» AUFGABEN UND ÜBUNGEN:
1. Drucke aus dem Artikel über Artgineering den Abschnitt zwischen „Artgineering ist ein“ und „Podcast Morgenbau anzuhören.“, beide eingeschlossen, wortgetreu ab.
2. In welchem Jahr gründeten Stefan Bendiks und Aglaée Degros laut dem Artikel über Artgineering ihr Planungsbüro?

» ARTIKEL:
┌──

Artgineering ist ein Planungsbüro an der Schnittstelle von Verkehrs-, Stadt- und Landschaftsplanung, das Stefan Bendiks und Aglaée Degros 2001 gründeten. Seitdem beschäftigen sie sich mit der Transformation des öffentlichen Raums weg vom Autoverkehr hin zur aktiven Mobilität. Sie gestalteten öffentliche Räume in den Niederlanden und Belgien und waren federführend am Masterplan für die Radoffensive 2030 der Stadt Graz beteiligt, der derzeit Schritt für Schritt umgesetzt wird. Im Gespräch erzählt Stefan Bendiks, warum Verkehrsraum immer auch öffentlicher Raum ist und warum seine Transformation eine völlig neue Denk- und Herangehensweise erfordert. Das Gespräch ist in voller Länge im Podcast Morgenbau anzuhören.

└──

[Aus einer Sammlung entnommene Daten]
┌──

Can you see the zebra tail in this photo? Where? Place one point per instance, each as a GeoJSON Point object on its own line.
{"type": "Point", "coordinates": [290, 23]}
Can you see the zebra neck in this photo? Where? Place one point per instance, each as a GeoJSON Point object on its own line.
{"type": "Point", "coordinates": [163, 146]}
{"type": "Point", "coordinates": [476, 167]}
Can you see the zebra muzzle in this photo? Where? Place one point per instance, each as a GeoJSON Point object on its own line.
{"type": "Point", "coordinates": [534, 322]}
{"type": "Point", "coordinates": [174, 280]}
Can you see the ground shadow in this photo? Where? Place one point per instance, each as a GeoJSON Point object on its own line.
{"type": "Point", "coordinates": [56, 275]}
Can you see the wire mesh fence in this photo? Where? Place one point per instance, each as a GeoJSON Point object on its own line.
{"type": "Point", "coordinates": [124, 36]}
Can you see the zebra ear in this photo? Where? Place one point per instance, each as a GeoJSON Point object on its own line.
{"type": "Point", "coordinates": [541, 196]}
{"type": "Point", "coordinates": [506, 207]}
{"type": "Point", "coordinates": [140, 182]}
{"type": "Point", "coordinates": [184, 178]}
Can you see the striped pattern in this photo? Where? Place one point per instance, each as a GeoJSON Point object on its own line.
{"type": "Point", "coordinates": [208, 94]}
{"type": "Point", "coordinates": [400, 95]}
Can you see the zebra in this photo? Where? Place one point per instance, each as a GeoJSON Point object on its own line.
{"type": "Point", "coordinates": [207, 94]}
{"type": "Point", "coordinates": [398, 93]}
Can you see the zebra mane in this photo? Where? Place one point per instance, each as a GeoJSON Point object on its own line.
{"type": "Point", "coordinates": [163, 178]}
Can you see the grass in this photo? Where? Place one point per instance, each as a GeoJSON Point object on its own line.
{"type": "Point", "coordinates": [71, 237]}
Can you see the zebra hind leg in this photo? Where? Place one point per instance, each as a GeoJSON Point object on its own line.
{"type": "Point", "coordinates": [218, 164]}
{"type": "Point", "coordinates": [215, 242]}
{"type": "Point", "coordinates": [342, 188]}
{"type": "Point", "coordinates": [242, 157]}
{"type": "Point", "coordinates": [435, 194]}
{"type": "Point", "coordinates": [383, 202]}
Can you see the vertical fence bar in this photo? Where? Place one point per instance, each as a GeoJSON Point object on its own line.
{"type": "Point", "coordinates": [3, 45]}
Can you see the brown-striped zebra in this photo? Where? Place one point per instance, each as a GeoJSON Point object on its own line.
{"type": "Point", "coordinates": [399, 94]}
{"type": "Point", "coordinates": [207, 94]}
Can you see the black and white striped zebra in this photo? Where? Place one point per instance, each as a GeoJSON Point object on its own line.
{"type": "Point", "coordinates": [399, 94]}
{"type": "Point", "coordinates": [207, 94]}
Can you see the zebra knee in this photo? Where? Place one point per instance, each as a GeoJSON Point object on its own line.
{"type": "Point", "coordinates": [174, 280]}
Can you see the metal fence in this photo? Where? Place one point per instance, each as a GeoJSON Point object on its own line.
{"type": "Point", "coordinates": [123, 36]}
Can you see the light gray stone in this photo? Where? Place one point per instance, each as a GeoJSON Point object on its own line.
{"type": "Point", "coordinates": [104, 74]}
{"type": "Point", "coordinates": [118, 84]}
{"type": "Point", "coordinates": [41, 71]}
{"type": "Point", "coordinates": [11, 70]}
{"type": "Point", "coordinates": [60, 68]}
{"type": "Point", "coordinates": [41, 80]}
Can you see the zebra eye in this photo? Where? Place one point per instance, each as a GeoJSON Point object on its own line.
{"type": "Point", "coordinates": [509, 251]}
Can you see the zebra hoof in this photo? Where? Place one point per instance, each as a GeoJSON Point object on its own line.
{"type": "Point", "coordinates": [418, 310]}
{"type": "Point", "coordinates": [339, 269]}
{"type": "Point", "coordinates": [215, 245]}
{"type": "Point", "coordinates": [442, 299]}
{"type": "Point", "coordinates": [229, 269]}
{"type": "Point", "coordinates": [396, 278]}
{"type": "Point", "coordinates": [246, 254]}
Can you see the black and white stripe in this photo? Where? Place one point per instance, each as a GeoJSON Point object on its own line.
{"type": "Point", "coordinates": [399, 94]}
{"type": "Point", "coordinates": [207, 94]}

└──

» GELÖSTE AUFGABEN:
1.
Artgineering ist ein Planungsbüro an der Schnittstelle von Verkehrs-, Stadt- und Landschaftsplanung, das Stefan Bendiks und Aglaée Degros 2001 gründeten. Seitdem beschäftigen sie sich mit der Transformation des öffentlichen Raums weg vom Autoverkehr hin zur aktiven Mobilität. Sie gestalteten öffentliche Räume in den Niederlanden und Belgien und waren federführend am Masterplan für die Radoffensive 2030 der Stadt Graz beteiligt, der derzeit Schritt für Schritt umgesetzt wird. Im Gespräch erzählt Stefan Bendiks, warum Verkehrsraum immer auch öffentlicher Raum ist und warum seine Transformation eine völlig neue Denk- und Herangehensweise erfordert. Das Gespräch ist in voller Länge im Podcast Morgenbau anzuhören.

2. Im Jahr 2001.